* Task item: Verbatim copy, images omitted: return the full listing.

* Extracted information:

────────────────────────────────────────

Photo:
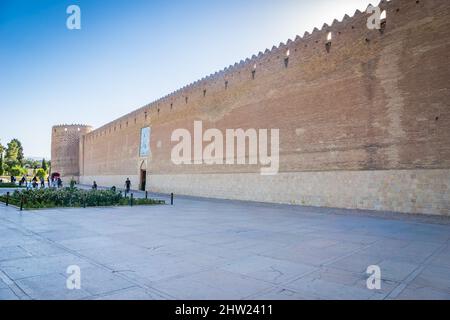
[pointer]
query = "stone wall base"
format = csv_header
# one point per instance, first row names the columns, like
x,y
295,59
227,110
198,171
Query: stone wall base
x,y
408,191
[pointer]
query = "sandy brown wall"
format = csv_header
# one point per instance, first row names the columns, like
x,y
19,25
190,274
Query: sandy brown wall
x,y
377,101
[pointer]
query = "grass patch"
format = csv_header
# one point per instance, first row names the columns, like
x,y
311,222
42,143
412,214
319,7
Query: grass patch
x,y
72,198
9,185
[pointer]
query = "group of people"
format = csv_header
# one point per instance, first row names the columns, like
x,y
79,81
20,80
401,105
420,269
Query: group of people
x,y
127,186
56,183
38,182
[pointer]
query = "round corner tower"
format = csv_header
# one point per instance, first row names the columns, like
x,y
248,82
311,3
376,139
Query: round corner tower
x,y
66,149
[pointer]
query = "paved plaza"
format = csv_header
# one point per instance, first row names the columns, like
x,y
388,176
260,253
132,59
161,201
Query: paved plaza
x,y
212,249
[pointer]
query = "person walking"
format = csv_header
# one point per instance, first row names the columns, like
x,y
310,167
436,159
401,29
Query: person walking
x,y
34,182
127,186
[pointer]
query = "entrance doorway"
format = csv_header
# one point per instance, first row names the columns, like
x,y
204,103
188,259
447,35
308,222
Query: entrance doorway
x,y
143,180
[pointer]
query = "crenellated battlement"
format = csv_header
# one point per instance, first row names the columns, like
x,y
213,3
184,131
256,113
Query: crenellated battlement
x,y
345,32
362,114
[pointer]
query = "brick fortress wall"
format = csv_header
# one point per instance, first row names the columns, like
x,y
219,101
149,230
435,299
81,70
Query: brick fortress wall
x,y
364,121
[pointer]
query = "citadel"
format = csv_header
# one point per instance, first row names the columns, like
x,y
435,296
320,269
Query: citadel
x,y
363,118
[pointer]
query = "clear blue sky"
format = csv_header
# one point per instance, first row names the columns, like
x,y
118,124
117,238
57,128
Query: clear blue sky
x,y
129,53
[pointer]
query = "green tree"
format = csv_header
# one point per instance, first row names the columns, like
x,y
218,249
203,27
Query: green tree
x,y
1,160
44,165
17,171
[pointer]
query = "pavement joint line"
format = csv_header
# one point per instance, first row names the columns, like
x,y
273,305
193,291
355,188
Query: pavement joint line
x,y
413,275
124,277
15,288
285,284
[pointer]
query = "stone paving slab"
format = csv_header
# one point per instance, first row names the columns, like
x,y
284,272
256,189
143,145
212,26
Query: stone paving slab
x,y
215,249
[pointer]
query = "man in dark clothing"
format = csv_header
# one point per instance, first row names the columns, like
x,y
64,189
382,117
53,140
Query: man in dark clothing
x,y
128,185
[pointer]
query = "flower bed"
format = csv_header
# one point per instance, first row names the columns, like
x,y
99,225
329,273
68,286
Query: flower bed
x,y
9,185
72,198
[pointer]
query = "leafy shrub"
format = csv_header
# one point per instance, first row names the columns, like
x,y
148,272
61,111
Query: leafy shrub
x,y
72,197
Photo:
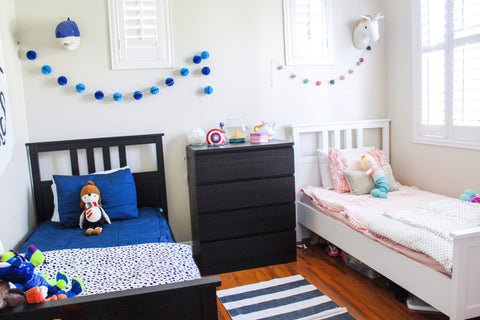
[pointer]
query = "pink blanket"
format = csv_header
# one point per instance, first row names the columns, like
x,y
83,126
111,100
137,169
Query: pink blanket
x,y
359,210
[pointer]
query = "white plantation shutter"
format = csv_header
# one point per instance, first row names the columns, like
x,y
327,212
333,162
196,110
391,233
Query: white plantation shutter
x,y
308,38
140,34
448,97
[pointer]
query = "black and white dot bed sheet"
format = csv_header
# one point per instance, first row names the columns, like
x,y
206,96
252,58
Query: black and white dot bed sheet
x,y
121,268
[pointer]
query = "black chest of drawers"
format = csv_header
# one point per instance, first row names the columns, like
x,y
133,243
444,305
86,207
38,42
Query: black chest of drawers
x,y
242,205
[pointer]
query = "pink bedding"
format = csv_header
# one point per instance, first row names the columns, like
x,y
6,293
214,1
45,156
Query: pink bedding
x,y
358,210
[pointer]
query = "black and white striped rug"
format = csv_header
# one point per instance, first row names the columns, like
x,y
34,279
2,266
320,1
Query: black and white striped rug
x,y
281,299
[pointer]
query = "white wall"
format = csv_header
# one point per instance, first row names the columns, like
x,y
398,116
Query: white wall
x,y
15,194
441,169
242,37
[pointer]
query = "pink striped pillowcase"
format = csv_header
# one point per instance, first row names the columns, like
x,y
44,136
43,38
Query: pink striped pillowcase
x,y
340,160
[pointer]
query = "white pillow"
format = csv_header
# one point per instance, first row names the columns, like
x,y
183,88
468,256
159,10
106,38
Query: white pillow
x,y
325,175
56,216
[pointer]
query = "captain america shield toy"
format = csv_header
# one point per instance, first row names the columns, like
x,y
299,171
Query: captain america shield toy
x,y
215,137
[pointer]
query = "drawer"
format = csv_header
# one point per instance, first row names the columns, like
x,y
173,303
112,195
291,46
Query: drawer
x,y
246,222
246,253
246,164
243,194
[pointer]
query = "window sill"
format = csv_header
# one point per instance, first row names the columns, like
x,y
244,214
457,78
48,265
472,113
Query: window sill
x,y
444,142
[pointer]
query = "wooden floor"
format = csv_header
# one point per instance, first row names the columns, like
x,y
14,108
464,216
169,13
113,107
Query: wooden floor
x,y
365,299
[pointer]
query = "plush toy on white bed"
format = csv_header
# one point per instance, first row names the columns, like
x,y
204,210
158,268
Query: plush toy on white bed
x,y
93,216
381,181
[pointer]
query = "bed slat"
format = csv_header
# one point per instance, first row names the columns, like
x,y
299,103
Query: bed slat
x,y
74,162
90,160
107,164
123,155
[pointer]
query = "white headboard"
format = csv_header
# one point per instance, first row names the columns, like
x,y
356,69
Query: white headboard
x,y
308,138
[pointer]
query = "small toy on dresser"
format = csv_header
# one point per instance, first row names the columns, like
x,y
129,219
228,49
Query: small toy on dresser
x,y
470,196
93,216
381,181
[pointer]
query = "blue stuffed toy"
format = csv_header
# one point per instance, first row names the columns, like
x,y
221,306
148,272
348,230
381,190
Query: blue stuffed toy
x,y
20,270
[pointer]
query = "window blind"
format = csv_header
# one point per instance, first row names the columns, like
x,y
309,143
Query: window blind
x,y
450,71
140,34
307,32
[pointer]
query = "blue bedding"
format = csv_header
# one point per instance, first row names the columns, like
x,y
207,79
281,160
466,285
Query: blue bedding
x,y
150,226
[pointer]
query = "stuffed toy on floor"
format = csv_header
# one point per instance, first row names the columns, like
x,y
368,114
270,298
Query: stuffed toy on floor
x,y
381,181
93,216
10,297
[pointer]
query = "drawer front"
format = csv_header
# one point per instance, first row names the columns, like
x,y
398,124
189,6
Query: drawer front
x,y
246,222
246,253
244,165
243,194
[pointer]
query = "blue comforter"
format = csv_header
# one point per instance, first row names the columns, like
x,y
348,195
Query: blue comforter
x,y
150,226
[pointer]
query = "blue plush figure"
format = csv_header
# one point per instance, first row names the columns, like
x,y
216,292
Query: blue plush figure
x,y
22,274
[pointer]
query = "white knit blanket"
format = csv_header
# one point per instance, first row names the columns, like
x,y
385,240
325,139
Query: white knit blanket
x,y
427,228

────────────────────────────────────────

* Answer to the problem:
Photo:
[pointer]
query = "stone wall base"
format = csv_header
# one point per instance, first row names the columns, like
x,y
295,59
227,110
198,171
Query: stone wall base
x,y
408,191
[pointer]
query = "sandy brown wall"
format = csv_header
# one point per instance, first row names the columns, like
x,y
19,25
190,274
Query: sandy brown wall
x,y
377,101
[pointer]
query = "grass patch"
format = csv_header
# one point per instance, first row names the columns, like
x,y
311,222
42,143
412,214
319,7
Query: grass patch
x,y
72,198
9,185
[pointer]
query = "group of people"
format = csv_header
# one point per instance, first row names the columns, like
x,y
79,81
20,80
401,105
420,269
Query: group of people
x,y
127,186
56,183
38,182
[pointer]
query = "round corner tower"
format = csv_header
# one point per instance, first row names the columns, like
x,y
248,82
311,3
376,139
Query: round corner tower
x,y
66,149
[pointer]
query = "paved plaza"
format = csv_header
# one point per instance, first row names the columns, like
x,y
388,176
260,253
132,59
161,201
Query: paved plaza
x,y
212,249
[pointer]
query = "person walking"
format = csv_header
# one point per instance, first row names the columns, like
x,y
310,167
436,159
401,29
Query: person walking
x,y
34,182
127,186
[pointer]
query = "entrance doorway"
format = csv_header
# one point per instance, first row names the columns, like
x,y
204,103
188,259
447,35
308,222
Query: entrance doorway
x,y
143,180
[pointer]
query = "crenellated battlement"
format = csv_header
# one point per instance, first row names the columns, like
x,y
213,3
184,131
256,113
Query: crenellated battlement
x,y
345,32
362,114
[pointer]
query = "brick fortress wall"
format = csv_header
# one point per instance, first row names the columns, like
x,y
219,101
149,230
435,299
81,70
Query: brick fortress wall
x,y
364,121
[pointer]
query = "citadel"
format = csv_header
# one point per instance, first row names the columns, like
x,y
435,296
320,269
Query: citadel
x,y
363,118
[pointer]
query = "clear blue sky"
format = csv_header
# one point per instance, first row names the columns, like
x,y
118,124
117,238
57,128
Query: clear blue sky
x,y
129,53
[pointer]
query = "green tree"
format = csv_header
# one point per instance, first row names the columns, like
x,y
218,249
203,27
Query: green tree
x,y
1,160
44,165
17,171
[pointer]
query = "pavement joint line"
format = csv_header
# one point per instance, first row names the columns, like
x,y
273,305
193,291
355,188
Query: pavement joint line
x,y
413,275
124,277
15,288
285,284
[pointer]
query = "stone paving slab"
format = csv_header
# one point per instance, first row names the columns, like
x,y
284,272
256,189
143,145
212,26
Query: stone paving slab
x,y
215,249
[pointer]
query = "man in dark clothing"
format = csv_header
# one point per instance, first row names the columns, like
x,y
64,189
382,117
53,140
Query: man in dark clothing
x,y
128,185
[pointer]
query = "flower bed"
format = csv_header
# one point per instance, first row names the columns, like
x,y
99,225
329,273
68,286
Query: flower bed
x,y
9,185
72,198
[pointer]
query = "leafy shrub"
format = csv_header
# one point per instance, first row names the columns, like
x,y
148,272
61,111
Query: leafy shrub
x,y
72,197
Photo:
[pointer]
query = "pink blanket"
format = csv_header
# one point per instance, first row names the columns, like
x,y
83,126
111,100
137,169
Query: pink blanket
x,y
359,210
[pointer]
query = "white plantation shutter"
format = csv_header
# one point per instance, first row names the columns, like
x,y
327,212
333,162
196,110
391,233
Query: white plantation shutter
x,y
308,38
140,34
448,97
[pointer]
query = "black and white dot bed sheet"
format = csv_header
# one point per instance, first row names the columns, like
x,y
206,96
252,58
Query: black and white dot bed sheet
x,y
121,268
[pointer]
query = "black chest of drawers"
format = csv_header
# one point per instance, first row names the columns, like
x,y
133,243
444,305
86,207
38,42
Query: black chest of drawers
x,y
242,205
[pointer]
query = "pink bedding"
format = csv_header
# one point per instance, first row names the columns, like
x,y
6,293
214,1
45,156
Query: pink bedding
x,y
358,210
[pointer]
query = "black and white striped rug"
format = csv_header
# one point per instance, first row names the columns, like
x,y
34,279
2,266
320,1
Query: black and white striped rug
x,y
281,299
[pointer]
query = "white wall"
format = csv_header
# one point per instance, first row names the columns, like
x,y
398,116
Query: white wall
x,y
15,194
441,169
242,37
[pointer]
query = "pink striped pillowcase"
format = csv_header
# one point per instance, first row names the columns, like
x,y
44,136
43,38
Query: pink striped pillowcase
x,y
340,160
[pointer]
query = "white pillow"
format = csv_header
# one point per instance, first row names the columns, like
x,y
183,88
468,256
159,10
106,38
Query: white pillow
x,y
325,175
56,216
[pointer]
query = "captain america shield toy"
format = csv_header
# one point per instance, first row names the columns, like
x,y
299,171
Query: captain america shield toy
x,y
215,137
[pointer]
query = "drawer"
format = csv_header
# one point per instance, first row names the columns, like
x,y
173,303
112,195
291,46
Query: drawer
x,y
246,222
246,253
246,164
243,194
[pointer]
query = "window sill"
format = csv_header
# one point per instance, first row names the columns, like
x,y
244,214
457,78
48,265
472,113
Query: window sill
x,y
444,142
[pointer]
query = "wooden floor"
format = csv_header
# one point per instance, first row names the columns, like
x,y
14,108
464,216
169,13
113,107
Query: wooden floor
x,y
365,299
[pointer]
query = "plush toy on white bed"
format = csv_header
# one point per instance, first row names the columns, like
x,y
204,210
158,268
Query: plush toy on white bed
x,y
93,216
381,181
[pointer]
query = "bed slat"
format = csv_header
# one point per instance, first row names the columns, like
x,y
299,103
Query: bed slat
x,y
74,162
90,160
107,164
123,155
[pointer]
query = "white headboard"
format = csv_header
# one point per instance, first row names the columns, like
x,y
356,69
Query: white headboard
x,y
308,138
[pointer]
query = "small toy on dresser"
format = csv_header
# one point per instance, first row names the columns, like
x,y
129,219
228,49
Query: small toy on dresser
x,y
470,196
93,216
381,181
[pointer]
query = "blue stuffed toy"
format = csv_header
# one point per instance, first row names the columns, like
x,y
221,306
148,272
348,230
381,190
Query: blue stuffed toy
x,y
20,270
[pointer]
query = "window blind"
format = csv_header
# one point per instance, first row names the columns, like
x,y
309,143
Query: window blind
x,y
450,71
140,34
307,32
[pointer]
query = "blue bedding"
format = csv_header
# one point per instance, first row names the columns, like
x,y
207,79
281,160
466,285
Query: blue bedding
x,y
150,226
[pointer]
query = "stuffed toy on floor"
format = csv_header
# one point per instance, first row names the columns, like
x,y
368,114
270,298
Query: stuffed toy on floor
x,y
381,181
93,216
10,297
[pointer]
query = "drawer front"
format = csv_header
# one point per instance, first row names the columns, like
x,y
398,124
189,6
Query: drawer front
x,y
246,222
246,253
244,165
243,194
[pointer]
query = "blue comforter"
format = csv_header
# one point per instance, first row names the columns, like
x,y
348,195
Query: blue comforter
x,y
150,226
[pointer]
query = "blue plush figure"
format = csv_header
# one point per instance, first row names the columns, like
x,y
216,292
Query: blue plush figure
x,y
22,274
[pointer]
query = "white knit blanket"
format = csv_header
# one point per instance, first row names the columns, like
x,y
385,240
325,139
Query: white knit blanket
x,y
427,228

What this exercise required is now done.